Ziel A
Wie viele Menschen bewohnten laut dem Text über die Geschichte der Russlanddeutschen Mitte des 17. Jahrhunderts die „Deutsche Vorstadt“?
Ziel B
Führen Sie den Text über die Geschichte der Russlanddeutschen im Anschluss an seinen letzten Satz weiter.

Textauszug
· · · · · · ·

Geschichte der Russlanddeutschen
Die Geschichte der Russlanddeutschen lässt sich bis in
das Mittelalter zurückverfolgen. Damals richteten
Lübecker Kaufleute ein Handelskontor in Nowgorod ein.
Iwan II. beorderte im 15. Jahrhundert weitere Fachleute
aus Deutschland nach
Moskau. Von Zar Alexej Michajlowitsch stammt ein Erlass, wonach Aussiedler sich
außerhalb der Stadtgrenzen Moskaus niederzulassen
hatten. Die “Deutsche Vorstadt” wurde Mitte des 17.
Jahrhunderts von mehr als 1.000 Menschen bewohnt, welche
sich auf 206 Höfe
aufteilten. Zahlreiche von den russischen Zaren
angeworbene deutsche Fachkräfte ließen sich in der von
Peter I. im Jahre 1703 gegründeten neuen Hauptstadt
Sankt Petersburg nieder.
Der Einfluss der Russlanddeutschen im Lande wuchs. Viele
Ratgeber und Minister der Zarenfamilie stammten aus
Deutschland. Katharina II., die deutschstämmige
Prinzessin von Anhalt-Zerbst-Dornburg, strebte mit ihrem
aufgeklärten Absolutismus eine Kolonisation der dünn
besiedelten Gebiete Russlands an. Den ausländischen
Siedlern wurden zahlreiche Privilegien zugebilligt. Dies
war ein weiterer Anreiz für deutsche Auswanderer, welche
mit den Folgen des Siebenjährigen Krieges zu kämpfen
hatten, der besonders der Pfalz, Baden oder der
Rheinprovinz stark zugesetzt hatte. Mitte des 18.
Jahrhunderts traten 30.000 deutsche Auswanderer die
beschwerliche Reise nach
Russland an. Ihre Vorstellungen
von der neuen Heimat wurden nicht erfüllt. Sie durften
sich nicht in den Städten niederlassen und wurden in das
Wolgagebiet abgeschoben, wo keine Chance bestand, in den
erlernten Berufen eine Arbeit zu finden. Es bestand
lediglich die Möglichkeit, sich mit landwirtschaftlichen
Tätigkeiten über Wasser zu halten.

· · · · · · ·

Datenzeilen

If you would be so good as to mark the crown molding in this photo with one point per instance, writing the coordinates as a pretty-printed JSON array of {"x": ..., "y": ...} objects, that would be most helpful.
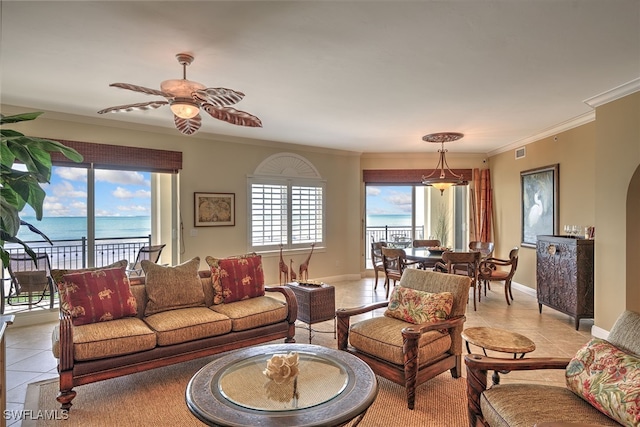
[
  {"x": 593, "y": 102},
  {"x": 613, "y": 94},
  {"x": 554, "y": 130}
]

· · · · · · ·

Schriftliche Antwort A
Mehr als 1.000 Menschen.

Schriftliche Antwort B
Ende des 18. Jahrhunderts siedelten etwa 165.000
Russlanddeutsche im Wolgagebiet. Neben dem
Wolgagebiet war auch das Schwarzmeergebiet ein
bevorzugter Ort für die Ansiedlung von
Russlanddeutschen.
Ende des 18. Jahrhunderts kamen aus
dem heutigen Polen die ersten Siedler. Die
landwirtschaftlich erfahrenen mennonitischen
Glaubensflüchtlinge hatten Vieh und Gerätschaften im
Gepäck und fassten schnell Fuß. Ende des 19.
Jahrhunderts lebten 270.000 Russlanddeutsche im
Schwarzmeergebiet in Wohlstand. Es entstanden
Tochterkolonien in Sibirien und Kasachstan. Die
Zuwanderung der Menschen aus dem früheren polnischen
Grenzgebiet hielt an und der Unmut unter der russischen
Bevölkerung über die wohlhabenden Einwanderer wuchs. Im
I. Weltkrieg wurden Russlanddeutsche als Verräter und
Feinde bekämpft. Diese negative Entwicklung wurde durch
die Februarrevolution 1917 gestoppt. Dennoch wurden
200.000 Russlanddeutsche vertrieben und wirtschaftlich
ruiniert.
Mit der Oktoberrevolution 1917 begann der Umbruch im
Land. Die Russlanddeutschen an Wolga und Schwarzem Meer
machten Bekanntschaft mit dem kommunistischen System.
Sie mussten Zwangsabgaben verrichten. Wer sich weigerte,
wurde enteignet. Eine Hungersnot brachte zwischen 1921
und 1923 120.000 Russlanddeutschen den Tod. Nach
Beendigung des Bürgerkrieges kam es zur Bildung von
Gliedstaaten. 1924 wurde die Autonome Sozialistische
Sowjetrepublik der Wolgadeutschen
gegründet. Unter stalinistischer Herrschaft forderte
eine weitere Hungersnot in den Jahren 1932/33 350.000
Menschenleben. Mit der Machtübernahme der
Nationalsozialisten wurden die verbliebenen
Russlanddeutschen als Feinde angesehen und verhaftet.
Mit Kriegsbeginn wurden die Menschen nach Sibirien und
dem Ural deportiert. Etwa 700.000 Russlanddeutsche
starben in Arbeitslagern oder beim Transport mit
Viehwaggons in die unwegsamen Steppengebiete.
Nach der Ära Stalin wurden die Russlanddeutschen in
Sondersiedlungen untergebracht. Ihre Freiheit war
eingeschränkt und Diskriminierungen an der Tagesordnung.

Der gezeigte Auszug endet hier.